▶ What the task asks
Filter the records and keep only the lines that contain the string "petal", copying each one unchanged. Matching is case-sensitive.

▶ Data
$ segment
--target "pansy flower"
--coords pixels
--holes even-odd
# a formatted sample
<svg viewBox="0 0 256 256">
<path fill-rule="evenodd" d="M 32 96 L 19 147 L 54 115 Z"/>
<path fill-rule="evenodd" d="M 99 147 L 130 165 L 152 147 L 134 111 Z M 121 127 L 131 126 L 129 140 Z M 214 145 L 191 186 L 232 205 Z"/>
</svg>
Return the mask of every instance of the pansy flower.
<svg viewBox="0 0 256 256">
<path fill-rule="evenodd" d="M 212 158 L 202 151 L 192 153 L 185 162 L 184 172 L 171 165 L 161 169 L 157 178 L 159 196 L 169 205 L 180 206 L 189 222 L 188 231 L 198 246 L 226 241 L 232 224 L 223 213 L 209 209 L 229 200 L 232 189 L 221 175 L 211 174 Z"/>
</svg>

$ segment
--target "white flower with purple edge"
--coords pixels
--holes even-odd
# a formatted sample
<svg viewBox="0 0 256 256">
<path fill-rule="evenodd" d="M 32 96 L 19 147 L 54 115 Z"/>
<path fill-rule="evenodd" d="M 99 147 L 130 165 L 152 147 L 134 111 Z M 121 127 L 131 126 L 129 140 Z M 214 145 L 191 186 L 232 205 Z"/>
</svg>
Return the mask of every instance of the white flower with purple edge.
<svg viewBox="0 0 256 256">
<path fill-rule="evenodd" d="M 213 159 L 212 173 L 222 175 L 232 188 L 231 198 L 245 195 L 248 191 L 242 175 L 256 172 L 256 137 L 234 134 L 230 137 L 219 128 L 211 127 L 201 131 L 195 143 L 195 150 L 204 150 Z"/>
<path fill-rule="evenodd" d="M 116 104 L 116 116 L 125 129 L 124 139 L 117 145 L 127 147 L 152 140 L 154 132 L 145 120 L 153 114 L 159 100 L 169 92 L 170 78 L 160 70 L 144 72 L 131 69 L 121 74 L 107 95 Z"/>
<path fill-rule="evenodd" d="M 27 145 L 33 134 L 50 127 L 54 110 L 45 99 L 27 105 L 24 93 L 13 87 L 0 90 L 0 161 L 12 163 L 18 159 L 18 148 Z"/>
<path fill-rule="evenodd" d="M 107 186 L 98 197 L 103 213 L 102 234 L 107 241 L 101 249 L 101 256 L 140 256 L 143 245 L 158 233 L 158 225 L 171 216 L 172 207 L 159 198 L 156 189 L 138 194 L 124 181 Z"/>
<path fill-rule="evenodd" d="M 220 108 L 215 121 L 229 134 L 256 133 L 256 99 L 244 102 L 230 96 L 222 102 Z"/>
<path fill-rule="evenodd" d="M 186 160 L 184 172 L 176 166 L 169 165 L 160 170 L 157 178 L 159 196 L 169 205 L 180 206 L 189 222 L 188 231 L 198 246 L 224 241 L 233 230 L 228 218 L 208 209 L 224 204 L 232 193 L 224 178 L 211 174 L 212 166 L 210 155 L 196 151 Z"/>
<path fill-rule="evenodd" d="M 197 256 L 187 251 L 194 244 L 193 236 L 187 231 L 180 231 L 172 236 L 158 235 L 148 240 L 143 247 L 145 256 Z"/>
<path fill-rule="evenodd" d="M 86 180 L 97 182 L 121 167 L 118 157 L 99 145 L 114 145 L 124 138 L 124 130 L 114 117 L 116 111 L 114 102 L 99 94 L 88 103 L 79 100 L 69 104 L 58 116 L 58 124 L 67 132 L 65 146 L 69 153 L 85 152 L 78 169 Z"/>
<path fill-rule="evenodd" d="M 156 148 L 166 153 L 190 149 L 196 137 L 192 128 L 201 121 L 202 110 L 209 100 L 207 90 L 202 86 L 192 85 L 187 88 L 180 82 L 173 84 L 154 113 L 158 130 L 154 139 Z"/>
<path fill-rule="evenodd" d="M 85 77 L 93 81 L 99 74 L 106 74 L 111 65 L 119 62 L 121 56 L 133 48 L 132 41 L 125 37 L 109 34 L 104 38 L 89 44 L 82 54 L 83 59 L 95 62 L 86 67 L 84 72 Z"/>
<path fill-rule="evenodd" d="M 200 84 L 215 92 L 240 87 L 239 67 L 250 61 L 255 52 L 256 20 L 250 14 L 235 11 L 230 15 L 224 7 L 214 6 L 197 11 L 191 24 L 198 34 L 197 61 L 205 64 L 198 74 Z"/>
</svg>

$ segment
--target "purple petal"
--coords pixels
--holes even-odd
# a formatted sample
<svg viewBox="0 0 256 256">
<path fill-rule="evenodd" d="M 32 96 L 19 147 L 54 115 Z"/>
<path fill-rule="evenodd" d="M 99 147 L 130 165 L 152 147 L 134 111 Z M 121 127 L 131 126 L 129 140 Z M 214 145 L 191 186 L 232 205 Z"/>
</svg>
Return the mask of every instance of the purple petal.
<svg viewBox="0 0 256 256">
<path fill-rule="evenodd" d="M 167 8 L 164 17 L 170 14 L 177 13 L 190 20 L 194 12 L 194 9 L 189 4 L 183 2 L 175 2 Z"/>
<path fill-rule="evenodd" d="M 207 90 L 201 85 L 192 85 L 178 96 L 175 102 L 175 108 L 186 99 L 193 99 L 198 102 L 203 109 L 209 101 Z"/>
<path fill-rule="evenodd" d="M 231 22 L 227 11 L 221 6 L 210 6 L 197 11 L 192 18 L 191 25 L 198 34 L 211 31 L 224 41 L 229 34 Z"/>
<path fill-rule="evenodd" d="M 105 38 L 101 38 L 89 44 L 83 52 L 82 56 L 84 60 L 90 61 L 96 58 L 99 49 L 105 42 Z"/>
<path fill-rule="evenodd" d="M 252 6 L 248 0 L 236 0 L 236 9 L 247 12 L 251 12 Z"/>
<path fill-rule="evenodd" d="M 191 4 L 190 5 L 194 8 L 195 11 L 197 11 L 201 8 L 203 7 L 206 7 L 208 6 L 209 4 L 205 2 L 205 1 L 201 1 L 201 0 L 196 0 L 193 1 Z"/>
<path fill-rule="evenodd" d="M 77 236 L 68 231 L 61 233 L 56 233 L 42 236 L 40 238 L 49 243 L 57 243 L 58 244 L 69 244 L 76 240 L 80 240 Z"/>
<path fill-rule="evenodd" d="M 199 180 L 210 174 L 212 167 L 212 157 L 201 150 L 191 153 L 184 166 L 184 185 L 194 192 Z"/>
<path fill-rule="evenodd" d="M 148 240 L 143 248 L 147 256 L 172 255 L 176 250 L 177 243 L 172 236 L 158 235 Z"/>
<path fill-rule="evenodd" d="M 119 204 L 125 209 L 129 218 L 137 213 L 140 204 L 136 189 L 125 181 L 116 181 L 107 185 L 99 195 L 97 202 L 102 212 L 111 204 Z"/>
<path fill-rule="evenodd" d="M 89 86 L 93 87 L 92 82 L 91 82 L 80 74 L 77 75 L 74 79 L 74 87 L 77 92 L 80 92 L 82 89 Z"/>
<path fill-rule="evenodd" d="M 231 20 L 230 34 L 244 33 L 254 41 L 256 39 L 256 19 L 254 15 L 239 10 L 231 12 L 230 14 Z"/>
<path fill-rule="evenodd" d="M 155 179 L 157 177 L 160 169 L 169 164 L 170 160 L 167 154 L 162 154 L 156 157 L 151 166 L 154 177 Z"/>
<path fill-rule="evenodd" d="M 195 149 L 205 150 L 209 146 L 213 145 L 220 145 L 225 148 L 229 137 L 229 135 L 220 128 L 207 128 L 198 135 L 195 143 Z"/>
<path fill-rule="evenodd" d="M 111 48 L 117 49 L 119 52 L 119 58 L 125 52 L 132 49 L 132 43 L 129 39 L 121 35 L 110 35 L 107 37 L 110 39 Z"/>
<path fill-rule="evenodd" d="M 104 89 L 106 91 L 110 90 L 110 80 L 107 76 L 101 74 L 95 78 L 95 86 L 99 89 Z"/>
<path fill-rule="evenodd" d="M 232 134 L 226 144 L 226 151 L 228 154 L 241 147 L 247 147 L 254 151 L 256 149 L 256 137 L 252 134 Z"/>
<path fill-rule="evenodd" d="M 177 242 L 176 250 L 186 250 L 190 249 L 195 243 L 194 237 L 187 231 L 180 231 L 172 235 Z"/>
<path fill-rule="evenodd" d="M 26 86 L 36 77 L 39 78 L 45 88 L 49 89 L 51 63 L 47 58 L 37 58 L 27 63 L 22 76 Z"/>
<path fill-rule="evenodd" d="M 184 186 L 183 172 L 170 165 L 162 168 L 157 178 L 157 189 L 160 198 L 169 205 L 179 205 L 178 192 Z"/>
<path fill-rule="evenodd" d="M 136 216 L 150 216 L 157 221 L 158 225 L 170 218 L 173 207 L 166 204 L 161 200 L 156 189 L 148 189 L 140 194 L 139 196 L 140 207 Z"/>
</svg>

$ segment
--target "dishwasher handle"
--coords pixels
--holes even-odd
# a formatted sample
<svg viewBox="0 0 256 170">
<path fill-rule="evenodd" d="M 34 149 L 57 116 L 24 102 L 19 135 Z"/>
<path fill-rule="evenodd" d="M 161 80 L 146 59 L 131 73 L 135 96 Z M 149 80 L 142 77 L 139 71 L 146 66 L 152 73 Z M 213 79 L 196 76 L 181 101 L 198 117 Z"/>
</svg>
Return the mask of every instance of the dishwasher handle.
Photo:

▶ Task result
--target "purple petal"
Return the mask of every instance of the purple petal.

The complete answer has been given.